(Beginning of DATA)

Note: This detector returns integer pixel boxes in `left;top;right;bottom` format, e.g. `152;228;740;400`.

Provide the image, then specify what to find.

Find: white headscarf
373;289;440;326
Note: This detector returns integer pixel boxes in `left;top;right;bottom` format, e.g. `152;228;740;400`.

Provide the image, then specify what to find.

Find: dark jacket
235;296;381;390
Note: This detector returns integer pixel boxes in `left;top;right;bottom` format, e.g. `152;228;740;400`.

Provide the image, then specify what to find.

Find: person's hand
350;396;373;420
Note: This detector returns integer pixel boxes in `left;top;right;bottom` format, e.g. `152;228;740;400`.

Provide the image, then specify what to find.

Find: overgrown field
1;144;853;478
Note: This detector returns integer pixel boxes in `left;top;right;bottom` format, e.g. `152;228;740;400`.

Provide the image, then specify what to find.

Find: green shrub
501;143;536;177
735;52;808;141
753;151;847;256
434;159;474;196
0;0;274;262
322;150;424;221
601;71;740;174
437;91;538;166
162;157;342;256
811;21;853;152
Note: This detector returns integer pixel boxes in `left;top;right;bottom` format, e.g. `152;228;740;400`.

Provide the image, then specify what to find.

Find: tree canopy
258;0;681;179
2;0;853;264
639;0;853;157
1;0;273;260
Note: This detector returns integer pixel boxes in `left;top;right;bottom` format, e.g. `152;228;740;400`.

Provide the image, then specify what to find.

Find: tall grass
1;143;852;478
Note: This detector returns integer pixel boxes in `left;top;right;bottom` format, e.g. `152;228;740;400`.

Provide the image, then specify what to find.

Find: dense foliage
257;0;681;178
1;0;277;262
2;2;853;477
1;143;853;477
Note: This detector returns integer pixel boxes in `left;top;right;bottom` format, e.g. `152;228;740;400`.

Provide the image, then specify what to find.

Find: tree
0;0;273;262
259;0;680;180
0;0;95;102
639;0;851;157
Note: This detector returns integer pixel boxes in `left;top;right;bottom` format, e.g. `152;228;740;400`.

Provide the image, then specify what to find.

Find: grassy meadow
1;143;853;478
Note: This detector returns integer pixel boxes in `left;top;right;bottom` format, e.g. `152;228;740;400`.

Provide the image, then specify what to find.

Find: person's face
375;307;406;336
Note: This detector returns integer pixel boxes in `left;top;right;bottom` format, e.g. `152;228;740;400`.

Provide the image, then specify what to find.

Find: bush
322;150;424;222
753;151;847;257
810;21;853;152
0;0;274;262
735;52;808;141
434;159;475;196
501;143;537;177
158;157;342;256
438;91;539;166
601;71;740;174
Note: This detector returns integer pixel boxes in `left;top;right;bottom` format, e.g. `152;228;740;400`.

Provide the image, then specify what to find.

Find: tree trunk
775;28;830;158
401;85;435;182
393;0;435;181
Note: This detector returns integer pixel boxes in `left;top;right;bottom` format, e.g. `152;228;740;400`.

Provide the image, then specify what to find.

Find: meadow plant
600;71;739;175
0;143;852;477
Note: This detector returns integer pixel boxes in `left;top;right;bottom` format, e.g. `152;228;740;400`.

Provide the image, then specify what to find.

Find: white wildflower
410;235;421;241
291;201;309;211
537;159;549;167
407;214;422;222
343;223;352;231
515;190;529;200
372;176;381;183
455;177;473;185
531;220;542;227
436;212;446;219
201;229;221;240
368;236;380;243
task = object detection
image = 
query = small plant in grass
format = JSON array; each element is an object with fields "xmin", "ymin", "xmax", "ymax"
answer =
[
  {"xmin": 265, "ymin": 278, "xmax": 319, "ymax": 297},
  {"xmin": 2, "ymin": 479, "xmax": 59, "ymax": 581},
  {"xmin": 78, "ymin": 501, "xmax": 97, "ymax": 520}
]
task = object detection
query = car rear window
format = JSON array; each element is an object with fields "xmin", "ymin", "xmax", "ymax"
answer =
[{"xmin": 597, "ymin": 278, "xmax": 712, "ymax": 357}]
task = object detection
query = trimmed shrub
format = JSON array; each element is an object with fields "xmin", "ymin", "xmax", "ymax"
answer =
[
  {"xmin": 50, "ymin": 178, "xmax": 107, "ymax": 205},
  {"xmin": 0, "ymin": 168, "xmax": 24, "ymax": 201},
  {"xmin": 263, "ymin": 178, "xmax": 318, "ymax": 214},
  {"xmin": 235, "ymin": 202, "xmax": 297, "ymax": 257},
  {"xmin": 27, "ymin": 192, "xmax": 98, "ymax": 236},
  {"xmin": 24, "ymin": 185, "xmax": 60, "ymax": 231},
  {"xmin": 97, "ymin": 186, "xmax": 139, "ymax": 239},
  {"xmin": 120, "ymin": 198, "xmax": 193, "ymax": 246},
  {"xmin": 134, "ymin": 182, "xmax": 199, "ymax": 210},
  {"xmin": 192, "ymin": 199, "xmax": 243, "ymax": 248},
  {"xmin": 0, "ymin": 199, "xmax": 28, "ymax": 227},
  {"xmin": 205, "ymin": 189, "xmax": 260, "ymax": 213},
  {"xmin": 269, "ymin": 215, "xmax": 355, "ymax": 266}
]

(End of DATA)

#### WHAT THE TASK ASKS:
Reproduce, please, every line of the records above without alteration.

#### ANSWER BOX:
Note: This detector returns integer pixel boxes in `left;top;right;bottom` format, e.g. `152;228;740;400`.

Provide the image, then specify what to find.

Find: white headscarf
373;289;440;326
Note: This detector returns integer pixel boxes in `left;top;right;bottom` format, e.g. `152;228;740;400`.

Provide the image, then specify what to find.

Find: dark jacket
235;296;381;390
Note: This detector returns integer pixel boxes in `left;top;right;bottom` format, e.g. `152;228;740;400`.

Provide the image, then specify what to find.

Find: person's hand
350;396;373;420
Note: This detector returns integer pixel boxes in `left;top;right;bottom` format, e.g. `152;228;740;400`.

Provide the image, then specify what to find.

Find: overgrown field
1;144;853;478
Note: This detector returns integer pixel boxes in `left;top;right;bottom` format, e.g. `152;228;740;400`.

Provide the image, then specify what to find.

Find: green shrub
501;143;536;177
735;52;808;141
753;151;847;256
434;159;474;196
0;0;274;262
322;150;424;221
601;71;740;174
437;91;538;166
162;157;342;256
811;21;853;152
Note: This detector returns integer pixel boxes in `left;top;right;bottom` format, e.g. `152;228;740;400`.

Provide the image, then specify what to find.

Find: tree canopy
258;0;681;179
2;0;853;264
639;0;853;157
1;0;273;260
Note: This detector returns integer pixel boxes in `left;top;right;bottom` format, e.g. `152;228;740;400`.

Provide the image, then specify what to find.

Find: tall grass
1;143;852;478
Note: This detector returns integer pixel boxes in `left;top;right;bottom` format, e.g. `152;228;740;400`.

Provide the image, then specify what to find.

Find: dense foliage
257;0;681;178
1;0;277;262
2;2;853;477
1;143;853;477
Note: This detector returns integer pixel boxes in `left;top;right;bottom` format, e.g. `152;228;740;400`.

Provide the image, then specify what to find.

Find: tree
0;0;273;262
259;0;680;180
0;0;95;102
639;0;851;157
Note: This detector returns integer pixel boxes in `left;top;right;bottom` format, e.g. `152;228;740;400`.

Provide the image, then specify what to find.

Find: grassy meadow
1;143;853;478
Note: This detector returns integer pixel boxes in `left;top;right;bottom` format, e.g. `152;228;740;400`.

Provide the image, then specify what to find.

Find: person's face
375;307;406;336
Note: This detector returns integer pixel boxes in `left;top;right;bottom` format, e.g. `152;228;740;400`.

Provide the image, then specify what to find.

Find: bush
322;150;424;222
753;151;847;257
810;21;853;152
0;0;274;262
735;52;808;141
434;159;475;196
501;143;537;177
158;157;342;256
438;91;539;166
601;71;740;174
Note: This detector returns integer pixel boxes in `left;top;right;bottom` format, e.g. `152;228;740;400`.

Provide the image, then specify what to find.

Find: tree trunk
775;28;830;158
401;85;435;182
393;0;435;181
Note: This detector returns integer pixel boxes in `left;top;right;bottom` format, e.g. `152;228;740;400`.

Provide the image, then specify what to find.

Find: meadow plant
600;71;739;175
0;143;852;477
Note: This detector returns integer pixel boxes in `left;top;right;bottom` format, e.g. `152;228;740;400`.

Provide the image, then specify what to find.

Find: white wildflower
410;235;421;241
291;201;309;211
537;159;549;167
407;214;422;222
343;223;352;231
515;190;529;200
372;176;381;183
455;177;473;185
531;220;542;227
436;212;446;219
201;229;221;240
368;236;380;243
task = object detection
image = 
query = small plant in grass
format = JSON array; each element is an object with fields "xmin", "ymin", "xmax", "ymax"
answer =
[
  {"xmin": 265, "ymin": 278, "xmax": 319, "ymax": 297},
  {"xmin": 2, "ymin": 479, "xmax": 59, "ymax": 581},
  {"xmin": 78, "ymin": 501, "xmax": 97, "ymax": 520}
]
task = object detection
query = car rear window
format = JSON array; each element is an object with fields "xmin", "ymin", "xmax", "ymax"
answer =
[{"xmin": 597, "ymin": 278, "xmax": 712, "ymax": 357}]
task = object detection
query = trimmed shrub
format = JSON array; each element is an object with fields "xmin", "ymin", "xmax", "ymax"
answer =
[
  {"xmin": 50, "ymin": 178, "xmax": 107, "ymax": 205},
  {"xmin": 0, "ymin": 168, "xmax": 24, "ymax": 201},
  {"xmin": 263, "ymin": 178, "xmax": 318, "ymax": 214},
  {"xmin": 235, "ymin": 202, "xmax": 297, "ymax": 257},
  {"xmin": 27, "ymin": 192, "xmax": 98, "ymax": 236},
  {"xmin": 24, "ymin": 185, "xmax": 60, "ymax": 231},
  {"xmin": 97, "ymin": 186, "xmax": 139, "ymax": 239},
  {"xmin": 120, "ymin": 198, "xmax": 193, "ymax": 246},
  {"xmin": 134, "ymin": 182, "xmax": 199, "ymax": 210},
  {"xmin": 192, "ymin": 199, "xmax": 243, "ymax": 248},
  {"xmin": 0, "ymin": 199, "xmax": 28, "ymax": 227},
  {"xmin": 205, "ymin": 189, "xmax": 260, "ymax": 213},
  {"xmin": 269, "ymin": 215, "xmax": 355, "ymax": 266}
]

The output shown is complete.